**Text for analysis:**
Start of Block

Pessary illustration

What is a pessary?

A pessary is a small silicone device that is inserted into the vagina to alleviate symptoms of pelvic organ prolapse or stress urinary incontinence. There are many different pessary shapes and sizes which are tailored to you and your symptoms.

To help reduce bothersome symptoms of pelvic organ prolapse, certain pessary designs work by properly lifting prolapsed organs.

For stress urinary incontinence, some pessaries can help support the urethral sphincter and reduce urinary leakage when you cough, sneeze, exercise and laugh.

It is important to know that pessaries are an alternative to surgery and will not reverse pelvic floor disorders. They simply manage the symptoms associated with your pelvic floor disorder. Pessaries can be a great option for women who aren’t ready for surgery. If you try a pessary and don’t like it, you can always talk with your surgeon about reconsidering surgery as an option to address your symptoms.

How do I know if a pessary is right for me?

After a physical exam and additional diagnostic testing, you and your urogynecology team will thoroughly discuss treatment options for your unique situation. If you decide that a pessary is the best option to address your symptoms, you will be scheduled for a pessary fitting with our advance practice provider to select the best shape and size for you. A physical examination will help determine the type and size that might work, but sometimes women will need to try a couple of different pessaries to make sure their symptoms are improved.

After the initial fitting, you will go home with your pessary and test it out for a period of time. At your follow up visit, you will learn to remove and replace your pessary. Typically, women who manage their pelvic floor disorder with a pessary will see our advance practice provider for a pessary check every six months to a year. In most cases, you can remain sexually active while you manage your symptoms with a pessary.

What are the side effects?

Pessaries are very safe if used and maintained properly.

If the device is worn for a long period of time, the vagina can develop a pressure sore. If this happens, sometimes you will be advised to remove your pessary for a short period of time to allow the vaginal skin to heal. Vaginal estrogen can also be helpful in strengthening the vaginal wall to avoid the development of a pressure sore. Your advance practice provider will discuss it with you if this is an option. It is also normal to have some vaginal discharge with a pessary. If you experience any bleeding, pain/discomfort or a foul-smelling discharge, contact your urogynecologist or advanced practice provider right away.

How successful is pessary therapy?

With a pessary, the goal is to manage the symptoms related to pelvic organ prolapse or urinary incontinence so you can get back to the social gatherings and activities you love the most.

Remember, while a pessary is effective at managing your symptoms, it does not reverse or correct pelvic floor disorders. Once the pessary is removed, your pelvic floor symptoms will return.

End of Block

**Dataset:**
Start of Block

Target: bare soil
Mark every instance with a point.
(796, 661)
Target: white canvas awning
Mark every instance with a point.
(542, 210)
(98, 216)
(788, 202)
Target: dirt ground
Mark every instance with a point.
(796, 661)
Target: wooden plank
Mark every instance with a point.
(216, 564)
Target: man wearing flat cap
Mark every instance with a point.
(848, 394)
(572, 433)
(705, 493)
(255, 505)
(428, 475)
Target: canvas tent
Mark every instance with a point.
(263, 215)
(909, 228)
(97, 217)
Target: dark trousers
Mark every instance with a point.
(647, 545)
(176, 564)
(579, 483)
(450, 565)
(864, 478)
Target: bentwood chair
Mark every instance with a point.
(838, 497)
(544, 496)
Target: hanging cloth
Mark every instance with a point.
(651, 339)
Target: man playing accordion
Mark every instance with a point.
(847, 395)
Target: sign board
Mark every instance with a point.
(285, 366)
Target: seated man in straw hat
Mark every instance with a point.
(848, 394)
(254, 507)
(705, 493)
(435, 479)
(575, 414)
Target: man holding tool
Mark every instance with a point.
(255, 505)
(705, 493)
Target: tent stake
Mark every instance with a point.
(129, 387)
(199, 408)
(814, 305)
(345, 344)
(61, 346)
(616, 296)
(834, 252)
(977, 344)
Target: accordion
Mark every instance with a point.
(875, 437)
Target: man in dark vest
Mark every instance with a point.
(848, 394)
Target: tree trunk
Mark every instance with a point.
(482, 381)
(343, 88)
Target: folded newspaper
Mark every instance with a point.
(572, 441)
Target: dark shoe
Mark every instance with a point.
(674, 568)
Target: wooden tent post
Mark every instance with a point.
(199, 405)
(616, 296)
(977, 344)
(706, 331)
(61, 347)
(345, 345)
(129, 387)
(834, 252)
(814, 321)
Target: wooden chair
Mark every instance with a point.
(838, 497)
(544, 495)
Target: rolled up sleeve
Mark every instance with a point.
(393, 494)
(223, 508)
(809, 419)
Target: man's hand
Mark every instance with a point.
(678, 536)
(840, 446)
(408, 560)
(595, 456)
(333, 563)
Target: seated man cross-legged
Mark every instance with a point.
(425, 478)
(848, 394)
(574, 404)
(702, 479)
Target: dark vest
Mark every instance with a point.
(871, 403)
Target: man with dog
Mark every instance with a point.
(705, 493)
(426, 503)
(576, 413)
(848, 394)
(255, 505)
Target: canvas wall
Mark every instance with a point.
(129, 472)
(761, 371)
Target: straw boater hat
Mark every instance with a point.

End of Block

**What you are asked to do:**
According to the pessary text, how often does a woman managing her pelvic floor disorder with a pessary typically see the advance practice provider for a pessary check? The items have nothing to do with the pessary text.

**Solution to the problem:**
Every six months to a year.